▶ OBJECTIVE: Replace every "SEARCH_TARGET" with "QUERY_LABEL" throughout the items below, leave everything else unchanged, and write them out again without the pictures.

▶ RECORDS SUPPLIED:
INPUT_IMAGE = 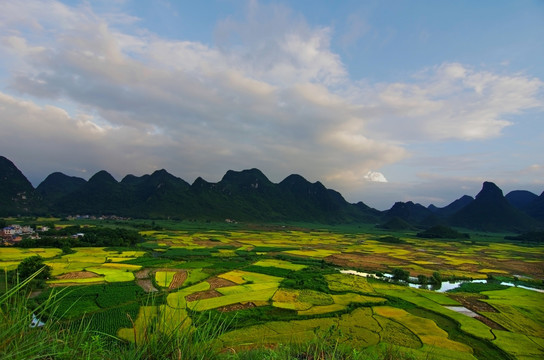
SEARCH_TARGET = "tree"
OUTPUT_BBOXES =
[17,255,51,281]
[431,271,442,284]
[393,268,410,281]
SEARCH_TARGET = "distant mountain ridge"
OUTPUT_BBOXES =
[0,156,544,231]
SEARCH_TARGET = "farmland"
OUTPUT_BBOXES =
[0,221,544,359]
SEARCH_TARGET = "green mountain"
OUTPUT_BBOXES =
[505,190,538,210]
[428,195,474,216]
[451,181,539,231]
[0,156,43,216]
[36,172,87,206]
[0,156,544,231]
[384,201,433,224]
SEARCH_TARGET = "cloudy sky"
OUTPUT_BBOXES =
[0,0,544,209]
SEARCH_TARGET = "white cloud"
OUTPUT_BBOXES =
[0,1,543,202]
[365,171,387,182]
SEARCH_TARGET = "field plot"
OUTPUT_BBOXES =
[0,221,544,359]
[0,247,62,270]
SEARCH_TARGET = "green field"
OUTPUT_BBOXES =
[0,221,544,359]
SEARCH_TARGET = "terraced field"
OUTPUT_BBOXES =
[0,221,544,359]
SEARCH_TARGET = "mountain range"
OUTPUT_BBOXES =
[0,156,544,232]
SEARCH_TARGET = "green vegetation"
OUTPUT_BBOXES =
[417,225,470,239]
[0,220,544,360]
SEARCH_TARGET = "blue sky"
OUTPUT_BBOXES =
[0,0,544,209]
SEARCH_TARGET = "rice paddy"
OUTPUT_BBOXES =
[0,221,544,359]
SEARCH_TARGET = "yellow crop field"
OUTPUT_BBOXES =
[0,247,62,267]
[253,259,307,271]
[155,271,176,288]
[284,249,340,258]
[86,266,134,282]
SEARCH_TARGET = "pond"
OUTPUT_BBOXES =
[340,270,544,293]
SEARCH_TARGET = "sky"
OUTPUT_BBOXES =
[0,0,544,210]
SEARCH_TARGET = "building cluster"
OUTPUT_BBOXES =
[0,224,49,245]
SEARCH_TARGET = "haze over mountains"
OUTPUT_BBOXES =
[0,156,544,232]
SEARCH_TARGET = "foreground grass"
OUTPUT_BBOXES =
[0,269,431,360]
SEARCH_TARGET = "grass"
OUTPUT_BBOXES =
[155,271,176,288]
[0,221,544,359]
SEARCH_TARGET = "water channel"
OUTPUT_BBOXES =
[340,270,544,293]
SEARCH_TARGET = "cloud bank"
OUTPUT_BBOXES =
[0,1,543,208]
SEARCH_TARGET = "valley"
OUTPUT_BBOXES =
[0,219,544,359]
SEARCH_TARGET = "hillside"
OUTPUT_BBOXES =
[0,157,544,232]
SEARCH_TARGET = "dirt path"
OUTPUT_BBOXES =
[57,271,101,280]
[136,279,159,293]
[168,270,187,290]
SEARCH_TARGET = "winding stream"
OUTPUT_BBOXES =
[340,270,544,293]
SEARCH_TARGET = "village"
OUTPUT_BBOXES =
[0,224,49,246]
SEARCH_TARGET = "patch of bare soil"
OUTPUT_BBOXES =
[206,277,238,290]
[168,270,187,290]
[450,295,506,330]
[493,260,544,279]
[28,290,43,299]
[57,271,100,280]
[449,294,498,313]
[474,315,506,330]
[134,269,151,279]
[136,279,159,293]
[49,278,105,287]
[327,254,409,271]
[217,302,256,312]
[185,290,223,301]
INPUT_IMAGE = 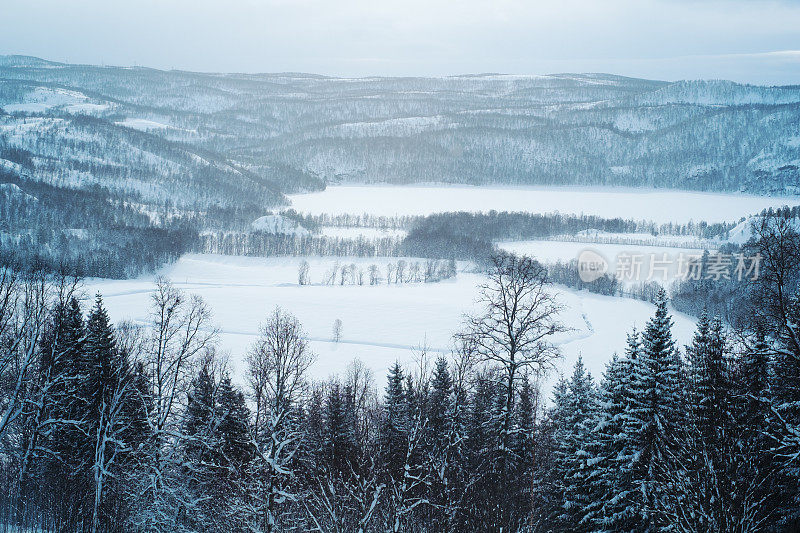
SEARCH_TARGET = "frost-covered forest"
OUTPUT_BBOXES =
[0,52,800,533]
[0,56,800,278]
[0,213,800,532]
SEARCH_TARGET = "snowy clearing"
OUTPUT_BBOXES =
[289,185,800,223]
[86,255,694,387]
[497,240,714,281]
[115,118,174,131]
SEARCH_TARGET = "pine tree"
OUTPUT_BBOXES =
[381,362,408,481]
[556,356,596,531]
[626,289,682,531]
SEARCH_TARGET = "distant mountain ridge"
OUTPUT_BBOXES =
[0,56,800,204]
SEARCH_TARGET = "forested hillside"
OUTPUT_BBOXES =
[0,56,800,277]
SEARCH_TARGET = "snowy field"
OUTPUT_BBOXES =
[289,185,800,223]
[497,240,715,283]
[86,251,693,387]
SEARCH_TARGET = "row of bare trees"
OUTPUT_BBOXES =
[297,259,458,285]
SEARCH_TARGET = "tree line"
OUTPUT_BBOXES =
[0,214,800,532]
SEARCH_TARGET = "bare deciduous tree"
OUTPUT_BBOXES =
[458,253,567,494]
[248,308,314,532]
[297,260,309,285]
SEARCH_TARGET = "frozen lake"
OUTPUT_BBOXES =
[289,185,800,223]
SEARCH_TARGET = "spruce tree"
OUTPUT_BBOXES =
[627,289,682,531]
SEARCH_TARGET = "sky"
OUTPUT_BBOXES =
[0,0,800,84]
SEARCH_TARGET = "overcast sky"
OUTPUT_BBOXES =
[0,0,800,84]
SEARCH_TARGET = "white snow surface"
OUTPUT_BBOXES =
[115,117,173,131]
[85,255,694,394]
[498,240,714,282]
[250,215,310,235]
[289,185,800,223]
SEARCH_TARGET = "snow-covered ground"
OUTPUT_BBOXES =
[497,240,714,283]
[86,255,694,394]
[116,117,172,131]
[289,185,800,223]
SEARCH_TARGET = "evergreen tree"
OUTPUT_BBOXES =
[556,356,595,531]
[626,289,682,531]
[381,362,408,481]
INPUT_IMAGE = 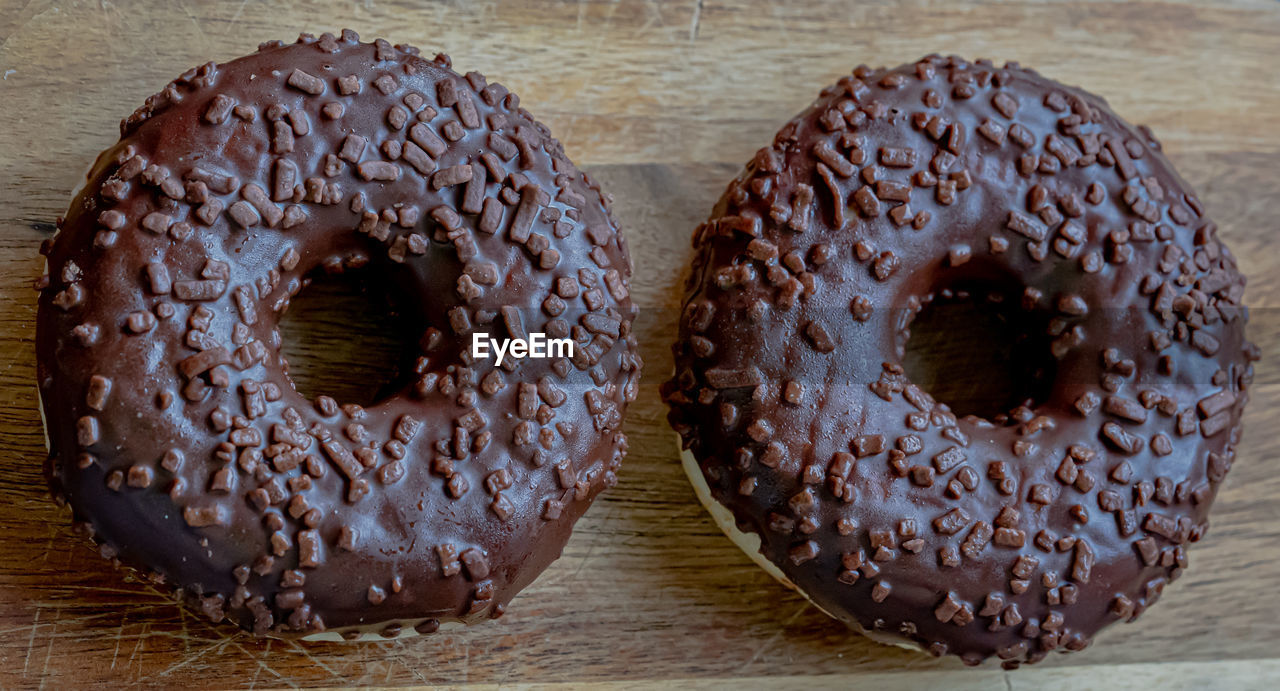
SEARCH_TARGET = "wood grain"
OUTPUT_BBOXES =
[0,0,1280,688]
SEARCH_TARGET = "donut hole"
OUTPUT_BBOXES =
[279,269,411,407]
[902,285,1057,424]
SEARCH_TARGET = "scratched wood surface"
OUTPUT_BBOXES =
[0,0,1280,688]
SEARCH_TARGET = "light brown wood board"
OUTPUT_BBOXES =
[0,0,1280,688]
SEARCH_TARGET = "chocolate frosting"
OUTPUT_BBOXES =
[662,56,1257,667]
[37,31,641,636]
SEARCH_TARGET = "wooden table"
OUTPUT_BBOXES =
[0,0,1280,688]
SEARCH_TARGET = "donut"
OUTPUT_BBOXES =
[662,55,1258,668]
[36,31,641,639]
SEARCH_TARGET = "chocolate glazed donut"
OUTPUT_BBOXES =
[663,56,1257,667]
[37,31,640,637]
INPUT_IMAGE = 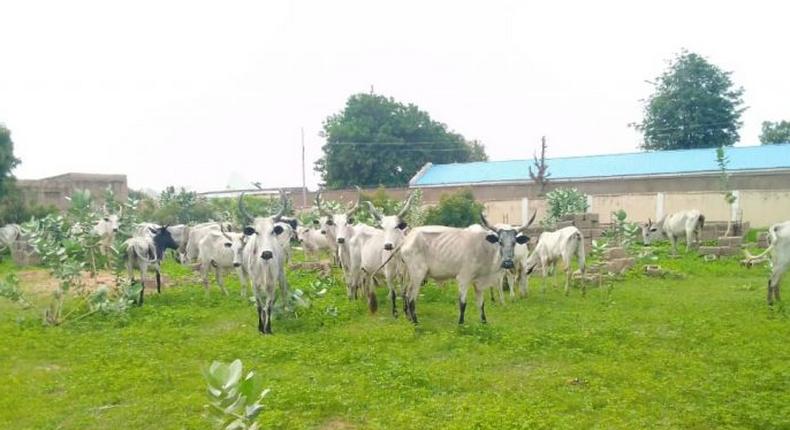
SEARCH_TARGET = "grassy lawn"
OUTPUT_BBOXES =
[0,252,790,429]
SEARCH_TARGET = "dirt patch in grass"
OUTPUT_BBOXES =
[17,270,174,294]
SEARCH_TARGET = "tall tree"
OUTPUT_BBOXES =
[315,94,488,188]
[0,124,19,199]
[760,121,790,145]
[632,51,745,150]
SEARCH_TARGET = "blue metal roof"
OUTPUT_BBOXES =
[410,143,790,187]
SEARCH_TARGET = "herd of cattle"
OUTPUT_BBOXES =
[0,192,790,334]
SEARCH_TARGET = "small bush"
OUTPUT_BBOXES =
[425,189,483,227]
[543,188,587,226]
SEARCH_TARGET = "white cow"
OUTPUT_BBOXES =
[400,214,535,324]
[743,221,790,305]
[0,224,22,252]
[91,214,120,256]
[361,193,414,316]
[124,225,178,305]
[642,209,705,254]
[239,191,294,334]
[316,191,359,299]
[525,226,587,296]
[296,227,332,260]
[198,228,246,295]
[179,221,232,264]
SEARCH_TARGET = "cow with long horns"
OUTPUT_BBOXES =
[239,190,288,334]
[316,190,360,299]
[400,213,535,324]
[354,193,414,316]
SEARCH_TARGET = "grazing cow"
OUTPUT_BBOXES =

▶ WRITTEN RESPONSE:
INPUT_IMAGE = 
QUERY_LABEL = "tree"
OUTPUT_BBOXES =
[17,255,51,281]
[431,271,442,284]
[393,268,410,281]
QUERY_LABEL = "distant mountain ridge"
OUTPUT_BBOXES =
[0,156,544,231]
QUERY_LABEL = "farmland"
OUTPUT_BBOXES =
[0,221,544,359]
QUERY_LABEL = "green mountain"
OUTPUT_BBOXES =
[505,190,538,210]
[428,195,474,216]
[451,181,539,231]
[0,156,43,216]
[36,172,87,206]
[0,156,544,231]
[384,201,433,224]
QUERY_LABEL = "cloudy sky"
OUTPUT_BBOXES =
[0,0,544,209]
QUERY_LABEL = "white cloud"
OUTPUT_BBOXES =
[0,1,543,202]
[365,171,387,182]
QUERY_LABEL = "field plot"
OUTPUT_BBOXES =
[0,221,544,359]
[0,247,62,270]
QUERY_LABEL = "green field"
OUTPUT_BBOXES =
[0,221,544,359]
QUERY_LABEL = "terraced field"
OUTPUT_BBOXES =
[0,221,544,359]
QUERY_LABEL = "mountain range"
OUTPUT_BBOXES =
[0,156,544,232]
QUERY_LABEL = "green vegetation"
OUTPUT_BBOXES =
[417,225,470,239]
[0,220,544,360]
QUERY_LABEL = "blue sky"
OUTPUT_BBOXES =
[0,0,544,209]
QUERY_LABEL = "rice paddy"
OUTPUT_BBOXES =
[0,221,544,359]
QUERY_LABEL = "yellow crop field"
OUTPUT_BBOXES =
[0,247,62,267]
[253,259,307,271]
[155,271,176,288]
[284,249,340,258]
[86,266,134,282]
QUERY_LABEL = "pond"
OUTPUT_BBOXES =
[340,270,544,293]
QUERY_LABEL = "sky"
OUTPUT_BBOXES =
[0,0,544,210]
QUERY_LABEL = "building cluster"
OUTPUT_BBOXES =
[0,224,49,245]
QUERY_LABEL = "haze over mountains"
OUTPUT_BBOXES =
[0,156,544,232]
QUERY_LABEL = "foreground grass"
OUTPUT_BBOXES =
[0,269,431,360]
QUERY_LABEL = "grass"
OUTPUT_BBOXES =
[155,271,176,288]
[0,221,544,359]
QUERY_LABEL = "water channel"
OUTPUT_BBOXES =
[340,270,544,293]
QUERY_LABEL = "cloud bank"
OUTPUT_BBOXES =
[0,1,543,208]
QUERY_LABEL = "valley"
OUTPUT_BBOXES =
[0,219,544,359]
QUERY_LABEL = "hillside"
OUTPUT_BBOXES =
[0,157,544,232]
QUERY_LABEL = "dirt path"
OUTPUT_BBOXES =
[57,271,101,280]
[136,279,159,293]
[168,270,187,290]
QUERY_LABEL = "winding stream"
OUTPUT_BBOXES =
[340,270,544,293]
QUERY_LABEL = "village"
OUTPUT_BBOXES =
[0,224,49,246]
QUERY_LABEL = "patch of bare soil"
OUTPUT_BBOXES =
[206,277,238,290]
[168,270,187,290]
[450,295,506,330]
[493,260,544,279]
[28,290,43,299]
[57,271,100,280]
[449,294,498,313]
[474,315,506,330]
[134,269,151,279]
[136,279,159,293]
[49,278,105,287]
[327,254,409,271]
[217,302,256,312]
[185,290,223,301]
INPUT_IMAGE = 
QUERY_LABEL = "frost-covered forest"
OUTPUT_BBOXES =
[0,52,800,533]
[0,56,800,278]
[0,213,800,532]
QUERY_LABEL = "snowy clearing"
OUTPUT_BBOXES =
[289,185,800,223]
[86,255,694,387]
[497,240,714,281]
[115,118,174,131]
QUERY_LABEL = "pine tree"
OUTPUT_BBOXES =
[381,362,408,481]
[556,356,596,531]
[626,289,682,531]
QUERY_LABEL = "distant mountain ridge"
OUTPUT_BBOXES =
[0,56,800,204]
QUERY_LABEL = "forested hillside"
OUTPUT_BBOXES =
[0,56,800,277]
QUERY_LABEL = "snowy field"
OUTPUT_BBOXES =
[289,185,800,223]
[497,240,715,283]
[86,251,693,387]
QUERY_LABEL = "row of bare trees"
OUTPUT_BBOXES =
[297,259,458,285]
QUERY_LABEL = "tree line"
OUTPUT_BBOXES =
[0,214,800,532]
QUERY_LABEL = "bare deciduous tree"
OUTPUT_BBOXES =
[458,253,567,494]
[248,308,314,532]
[297,260,309,285]
QUERY_LABEL = "frozen lake"
OUTPUT_BBOXES =
[289,185,800,223]
QUERY_LABEL = "spruce tree"
OUTPUT_BBOXES =
[627,289,682,531]
QUERY_LABEL = "sky"
OUTPUT_BBOXES =
[0,0,800,84]
QUERY_LABEL = "overcast sky"
OUTPUT_BBOXES =
[0,0,800,84]
QUERY_LABEL = "white snow surface"
OUTPUT_BBOXES =
[115,117,173,131]
[85,255,694,394]
[498,240,714,282]
[250,215,310,235]
[289,185,800,223]
QUERY_LABEL = "snow-covered ground"
OUTPUT_BBOXES =
[497,240,714,283]
[86,255,694,394]
[116,117,172,131]
[289,185,800,223]
QUERY_LABEL = "evergreen tree"
OUTPUT_BBOXES =
[556,356,595,531]
[626,289,682,531]
[381,362,408,481]
INPUT_IMAGE = 
QUERY_LABEL = "wood grain"
OUTPUT_BBOXES =
[0,0,1280,688]
QUERY_LABEL = "donut hole"
OUTPUT_BBOXES =
[279,269,411,407]
[902,285,1057,424]
QUERY_LABEL = "scratched wood surface"
OUTPUT_BBOXES =
[0,0,1280,688]
QUERY_LABEL = "light brown wood board"
OUTPUT_BBOXES =
[0,0,1280,688]
QUERY_LABEL = "chocolate frosting"
OUTPUT_BBOXES =
[662,56,1257,667]
[37,31,641,636]
QUERY_LABEL = "wooden table"
OUTPUT_BBOXES =
[0,0,1280,688]
QUERY_LABEL = "donut"
OUTPUT_BBOXES =
[662,55,1258,668]
[36,31,641,639]
QUERY_LABEL = "chocolate glazed donut"
OUTPUT_BBOXES =
[663,56,1257,667]
[37,31,640,637]
INPUT_IMAGE = 
QUERY_LABEL = "grassy lawn"
OUTPUT_BBOXES =
[0,252,790,429]
QUERY_LABEL = "dirt patch in grass"
OUTPUT_BBOXES =
[17,270,174,294]
QUERY_LABEL = "tall tree"
OUTPUT_BBOXES =
[315,94,488,188]
[0,124,19,199]
[760,121,790,145]
[632,51,745,150]
QUERY_LABEL = "blue metal roof"
OUTPUT_BBOXES =
[410,143,790,187]
QUERY_LABEL = "herd of cattle"
OUTPUT_BBOXES =
[0,192,790,334]
QUERY_LABEL = "small bush"
OUTPUT_BBOXES =
[425,189,483,227]
[543,188,587,226]
QUERY_LABEL = "white cow"
OUTPUT_BBOXES =
[400,214,535,324]
[743,221,790,305]
[0,224,22,252]
[91,214,120,256]
[361,193,414,316]
[124,225,178,305]
[642,209,705,254]
[239,191,294,334]
[316,191,359,299]
[525,226,587,296]
[296,227,332,260]
[198,228,246,295]
[179,221,232,264]
QUERY_LABEL = "cow with long horns"
OUTPUT_BBOXES =
[239,190,288,334]
[316,190,360,299]
[400,213,535,324]
[354,193,414,316]
QUERY_LABEL = "grazing cow"
OUTPUT_BBOXES =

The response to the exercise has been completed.